◆ EXCERPTED TEXT ◆
Randy Joseph, who lives near Sumpter, has submitted an initiative petition to make that change.

 

 

He’ll need to collect at least 437 valid signatures by Aug. 6 to put the measure on the ballot.

The measure will have no effect on the May 20 primary election.

Two of the three county commission positions are up for election. Two Republicans have filed as candidates for each position.

Incumbent commission chairman Fred Warner Jr. will run against Bill Harvey.

Incumbent commissioner Mark Bennett will run against Dick Fleming.

No other candidates have filed. The filing deadline is March 11.

Joseph pointed out that because Oregon has a closed primary system, unless a Democrat files for either commission race, only registered Republicans will vote in the two races in the primary election.

He notes, though, that 46 percent of Baker County voters are registered as Republicans.

“Why exclude more than 50 percent of the voters from any election?” Joseph said. “How is that beneficial to the community?”

A Democrat or other candidate could mount a write-in candidate between the primary and general elections to challenge the winner of either Republican primary.

But most likely, as things stand now, the winners of the Bennett-Fleming and Warner-Harvey races will be elected as commissioners.

Joseph, a registered Democrat, ran unsuccessfully for a county commission position in 2008. He is a member of the Baker County Planning Commission.

County commissioners are the only elected positions in Baker County government that are partisan.

In 20 of Oregon’s 36 counties, the county commission positions are non-partisan.

◆ SET EXERCISE 1 ◆
Show every line of the entries that contains the string "xmlns", matching case exactly.
The entries have no connection to the text about the Baker County commission races.

◆ Dataset excerpt ◆
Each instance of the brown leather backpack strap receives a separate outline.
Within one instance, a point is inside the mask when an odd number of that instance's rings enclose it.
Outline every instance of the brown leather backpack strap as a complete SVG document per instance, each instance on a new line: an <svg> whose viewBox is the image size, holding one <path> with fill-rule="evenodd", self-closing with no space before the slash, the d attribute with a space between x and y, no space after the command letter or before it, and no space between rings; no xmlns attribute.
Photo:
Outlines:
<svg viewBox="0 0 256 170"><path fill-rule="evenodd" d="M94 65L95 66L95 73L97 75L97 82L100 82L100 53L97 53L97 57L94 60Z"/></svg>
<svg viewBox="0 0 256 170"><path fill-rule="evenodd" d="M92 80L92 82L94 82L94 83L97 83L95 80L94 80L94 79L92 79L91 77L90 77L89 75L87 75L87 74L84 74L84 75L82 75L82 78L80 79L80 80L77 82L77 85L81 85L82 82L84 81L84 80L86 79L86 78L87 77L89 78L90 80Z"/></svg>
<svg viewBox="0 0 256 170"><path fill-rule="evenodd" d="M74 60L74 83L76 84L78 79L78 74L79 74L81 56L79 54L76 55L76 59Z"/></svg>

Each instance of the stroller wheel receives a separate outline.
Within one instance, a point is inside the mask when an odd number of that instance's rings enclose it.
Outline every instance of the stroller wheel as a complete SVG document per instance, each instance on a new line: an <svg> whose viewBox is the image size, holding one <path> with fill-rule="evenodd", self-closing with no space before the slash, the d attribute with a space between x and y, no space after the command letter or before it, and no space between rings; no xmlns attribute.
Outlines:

◆ SET EXERCISE 2 ◆
Write out the text about the Baker County commission races in full, word for word.

◆ TASK RESULT 1 ◆
Outline every instance of the brown leather backpack strap as a complete SVG document per instance, each instance on a new line: an <svg> whose viewBox is the image size, holding one <path> with fill-rule="evenodd", self-closing with no space before the slash, the d attribute with a space between x and y, no space after the command letter or before it, and no space between rings; no xmlns attribute.
Outline every instance of the stroller wheel as a complete SVG document per instance, each instance on a new line: an <svg> whose viewBox is the image size, holding one <path> with fill-rule="evenodd", self-closing with no space before the slash, the d attribute with a space between x and y, no space after the command letter or before it, and no space between rings; no xmlns attribute.

◆ TASK RESULT 2 ◆
Randy Joseph, who lives near Sumpter, has submitted an initiative petition to make that change.

 

 

He’ll need to collect at least 437 valid signatures by Aug. 6 to put the measure on the ballot.

The measure will have no effect on the May 20 primary election.

Two of the three county commission positions are up for election. Two Republicans have filed as candidates for each position.

Incumbent commission chairman Fred Warner Jr. will run against Bill Harvey.

Incumbent commissioner Mark Bennett will run against Dick Fleming.

No other candidates have filed. The filing deadline is March 11.

Joseph pointed out that because Oregon has a closed primary system, unless a Democrat files for either commission race, only registered Republicans will vote in the two races in the primary election.

He notes, though, that 46 percent of Baker County voters are registered as Republicans.

“Why exclude more than 50 percent of the voters from any election?” Joseph said. “How is that beneficial to the community?”

A Democrat or other candidate could mount a write-in candidate between the primary and general elections to challenge the winner of either Republican primary.

But most likely, as things stand now, the winners of the Bennett-Fleming and Warner-Harvey races will be elected as commissioners.

Joseph, a registered Democrat, ran unsuccessfully for a county commission position in 2008. He is a member of the Baker County Planning Commission.

County commissioners are the only elected positions in Baker County government that are partisan.

In 20 of Oregon’s 36 counties, the county commission positions are non-partisan.